12. Hukuk Dairesi 2016/9573 E. , 2017/4017 K.
"İçtihat Metni"MAHKEMESİ :İcra Hukuk Mahkemesi
Yukarıda tarih ve numarası yazılı mahkeme kararının müddeti içinde temyizen tetkiki borçlu vasisi tarafından istenmesi üzerine bu işle ilgili dosya mahallinden daireye gönderilmiş olup, dava dosyası için Tetkik Hakimi ... tarafından düzenlenen rapor dinlendikten ve dosya içerisindeki tüm belgeler okunup incelendikten sonra işin gereği görüşülüp düşünüldü:
Alacaklı tarafından ipoteğin paraya çevrilmesi yolu ile başlatılan ilamlı icra takibinde borçlu vasisinin, ipoteklerin verildiği tarihlerde kısıtlı olan borçlu ..."ın, fiil ehliyetini haiz olmadığını, dolayısıyla ipoteklerin geçerli olmadığını ileri sürerek takibin iptali istemiyle icra mahkemesine başvurduğu, mahkemece, istemin yargılamayı gerektirdiğinden bahisle, dosyada bulunan bilirkişi raporlarından, menfi tespit davasının görülmesi sırasında alınan Adli Tıp Kurumu raporuna itibar edilerek şikayetin reddine karar verildiği görülmüştür.

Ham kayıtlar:

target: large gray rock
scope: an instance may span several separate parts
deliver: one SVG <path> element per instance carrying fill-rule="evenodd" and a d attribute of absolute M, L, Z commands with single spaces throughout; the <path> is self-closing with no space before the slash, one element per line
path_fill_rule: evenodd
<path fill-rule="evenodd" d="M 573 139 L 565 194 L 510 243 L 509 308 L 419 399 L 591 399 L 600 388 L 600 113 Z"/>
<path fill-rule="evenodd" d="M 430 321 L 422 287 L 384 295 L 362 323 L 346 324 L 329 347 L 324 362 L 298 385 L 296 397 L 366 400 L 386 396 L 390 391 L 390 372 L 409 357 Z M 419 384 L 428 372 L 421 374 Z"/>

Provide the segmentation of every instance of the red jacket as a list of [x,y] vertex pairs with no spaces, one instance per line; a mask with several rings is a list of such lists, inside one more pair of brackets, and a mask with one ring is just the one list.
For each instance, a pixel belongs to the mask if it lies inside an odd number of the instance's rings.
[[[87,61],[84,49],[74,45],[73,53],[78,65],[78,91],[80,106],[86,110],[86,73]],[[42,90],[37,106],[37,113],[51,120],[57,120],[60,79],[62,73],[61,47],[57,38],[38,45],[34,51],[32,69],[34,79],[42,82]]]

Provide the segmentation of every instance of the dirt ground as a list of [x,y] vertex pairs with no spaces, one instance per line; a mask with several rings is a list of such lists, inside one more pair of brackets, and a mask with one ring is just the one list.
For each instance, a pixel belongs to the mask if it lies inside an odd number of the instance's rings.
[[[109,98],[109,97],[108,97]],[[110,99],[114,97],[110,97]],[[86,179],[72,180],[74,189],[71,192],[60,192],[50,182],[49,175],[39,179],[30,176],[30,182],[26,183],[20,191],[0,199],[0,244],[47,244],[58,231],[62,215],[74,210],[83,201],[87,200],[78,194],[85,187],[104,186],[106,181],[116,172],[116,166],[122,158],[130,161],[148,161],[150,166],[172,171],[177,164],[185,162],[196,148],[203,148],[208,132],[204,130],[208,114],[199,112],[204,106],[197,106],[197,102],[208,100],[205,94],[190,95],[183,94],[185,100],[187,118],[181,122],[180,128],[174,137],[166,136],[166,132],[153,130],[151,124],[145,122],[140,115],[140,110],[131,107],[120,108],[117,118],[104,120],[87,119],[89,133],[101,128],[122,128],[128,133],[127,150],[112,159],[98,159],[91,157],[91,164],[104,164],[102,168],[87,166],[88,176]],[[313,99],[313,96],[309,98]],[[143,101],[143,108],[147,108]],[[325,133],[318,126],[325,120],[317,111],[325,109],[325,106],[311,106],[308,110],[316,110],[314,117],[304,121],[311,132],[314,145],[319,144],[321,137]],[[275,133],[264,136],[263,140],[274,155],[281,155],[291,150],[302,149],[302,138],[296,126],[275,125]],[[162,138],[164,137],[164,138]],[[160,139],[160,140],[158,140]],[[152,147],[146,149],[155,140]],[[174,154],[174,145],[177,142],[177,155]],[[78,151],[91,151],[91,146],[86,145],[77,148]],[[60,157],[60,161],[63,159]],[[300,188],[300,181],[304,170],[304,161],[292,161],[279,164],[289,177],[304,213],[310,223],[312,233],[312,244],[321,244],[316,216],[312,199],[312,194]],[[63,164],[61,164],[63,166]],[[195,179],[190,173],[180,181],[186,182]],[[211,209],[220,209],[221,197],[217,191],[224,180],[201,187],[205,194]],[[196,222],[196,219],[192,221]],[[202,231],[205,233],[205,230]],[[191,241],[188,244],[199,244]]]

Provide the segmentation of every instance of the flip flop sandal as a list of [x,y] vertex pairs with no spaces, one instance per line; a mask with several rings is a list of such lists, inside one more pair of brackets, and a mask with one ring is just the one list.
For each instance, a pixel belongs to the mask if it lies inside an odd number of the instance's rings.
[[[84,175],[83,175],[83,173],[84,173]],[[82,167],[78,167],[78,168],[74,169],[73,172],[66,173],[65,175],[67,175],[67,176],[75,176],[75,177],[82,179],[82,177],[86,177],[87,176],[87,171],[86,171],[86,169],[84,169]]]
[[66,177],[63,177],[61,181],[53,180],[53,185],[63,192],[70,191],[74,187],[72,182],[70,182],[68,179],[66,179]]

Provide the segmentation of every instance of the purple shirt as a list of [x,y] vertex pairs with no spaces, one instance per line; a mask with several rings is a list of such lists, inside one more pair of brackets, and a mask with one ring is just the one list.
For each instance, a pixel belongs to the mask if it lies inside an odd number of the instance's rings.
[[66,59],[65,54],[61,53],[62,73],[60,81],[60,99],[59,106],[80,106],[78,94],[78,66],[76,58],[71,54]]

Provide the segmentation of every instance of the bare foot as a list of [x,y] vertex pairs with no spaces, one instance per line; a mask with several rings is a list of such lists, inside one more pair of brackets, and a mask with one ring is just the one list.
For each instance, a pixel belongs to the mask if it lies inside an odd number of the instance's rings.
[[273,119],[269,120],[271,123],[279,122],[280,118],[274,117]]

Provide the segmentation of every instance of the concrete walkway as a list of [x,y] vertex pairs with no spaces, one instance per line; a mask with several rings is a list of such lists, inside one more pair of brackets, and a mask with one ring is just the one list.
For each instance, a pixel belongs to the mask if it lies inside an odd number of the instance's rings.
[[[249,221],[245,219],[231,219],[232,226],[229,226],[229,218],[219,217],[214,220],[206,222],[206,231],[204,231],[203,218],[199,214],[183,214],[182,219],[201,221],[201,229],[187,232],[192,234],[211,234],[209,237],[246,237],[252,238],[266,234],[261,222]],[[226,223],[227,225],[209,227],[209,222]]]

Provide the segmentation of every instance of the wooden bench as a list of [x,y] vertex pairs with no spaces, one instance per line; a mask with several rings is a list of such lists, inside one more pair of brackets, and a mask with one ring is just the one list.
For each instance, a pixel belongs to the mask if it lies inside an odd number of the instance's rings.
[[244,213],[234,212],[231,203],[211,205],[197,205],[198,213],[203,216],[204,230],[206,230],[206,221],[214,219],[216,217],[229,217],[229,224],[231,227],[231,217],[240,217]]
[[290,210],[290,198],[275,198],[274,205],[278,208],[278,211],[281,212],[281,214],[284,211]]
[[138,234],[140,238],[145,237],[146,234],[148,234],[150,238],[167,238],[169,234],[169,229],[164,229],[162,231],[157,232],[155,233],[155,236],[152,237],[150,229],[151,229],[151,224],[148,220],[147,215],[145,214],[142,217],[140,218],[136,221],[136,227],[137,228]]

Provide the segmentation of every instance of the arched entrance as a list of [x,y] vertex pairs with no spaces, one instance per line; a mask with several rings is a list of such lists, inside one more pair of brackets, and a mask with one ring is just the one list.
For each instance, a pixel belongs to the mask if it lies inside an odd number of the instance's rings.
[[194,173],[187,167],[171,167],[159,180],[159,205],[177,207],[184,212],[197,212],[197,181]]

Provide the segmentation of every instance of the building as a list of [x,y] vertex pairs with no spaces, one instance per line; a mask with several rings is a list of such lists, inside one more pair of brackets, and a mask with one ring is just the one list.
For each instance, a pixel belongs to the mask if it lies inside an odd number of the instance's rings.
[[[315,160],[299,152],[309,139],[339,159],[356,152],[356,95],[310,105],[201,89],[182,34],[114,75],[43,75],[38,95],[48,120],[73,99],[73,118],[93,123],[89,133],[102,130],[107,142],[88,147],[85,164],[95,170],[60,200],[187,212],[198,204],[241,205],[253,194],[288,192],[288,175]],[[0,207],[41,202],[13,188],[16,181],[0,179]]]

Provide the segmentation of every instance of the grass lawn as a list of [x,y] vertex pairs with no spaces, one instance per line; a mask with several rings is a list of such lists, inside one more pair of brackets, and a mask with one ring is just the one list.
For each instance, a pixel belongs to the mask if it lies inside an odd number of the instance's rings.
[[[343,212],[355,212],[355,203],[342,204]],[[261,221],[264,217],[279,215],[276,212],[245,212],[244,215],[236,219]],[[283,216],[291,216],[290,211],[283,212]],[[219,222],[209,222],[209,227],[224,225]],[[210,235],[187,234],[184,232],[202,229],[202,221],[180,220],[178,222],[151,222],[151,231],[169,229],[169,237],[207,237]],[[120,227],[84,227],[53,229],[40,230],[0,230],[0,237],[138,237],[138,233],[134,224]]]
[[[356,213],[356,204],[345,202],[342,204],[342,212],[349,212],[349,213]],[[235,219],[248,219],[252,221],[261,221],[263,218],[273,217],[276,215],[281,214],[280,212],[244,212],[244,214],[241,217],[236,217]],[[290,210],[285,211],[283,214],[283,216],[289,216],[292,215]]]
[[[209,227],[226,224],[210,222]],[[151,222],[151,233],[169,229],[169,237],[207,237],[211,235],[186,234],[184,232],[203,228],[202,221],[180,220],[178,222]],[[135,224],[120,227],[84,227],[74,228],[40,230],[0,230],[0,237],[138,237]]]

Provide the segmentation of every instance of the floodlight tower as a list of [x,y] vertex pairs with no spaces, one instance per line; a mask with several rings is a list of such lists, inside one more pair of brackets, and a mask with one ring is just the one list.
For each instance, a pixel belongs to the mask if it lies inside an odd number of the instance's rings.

Alıştırma Koşulları
Yukarıdaki okunacak metinde adıyla anılan mahkeme, daire ve kurumların hepsini listeleyin.

Yazılı Çözüm
- 12. Hukuk Dairesi
- İcra Hukuk Mahkemesi
- Adli Tıp Kurumu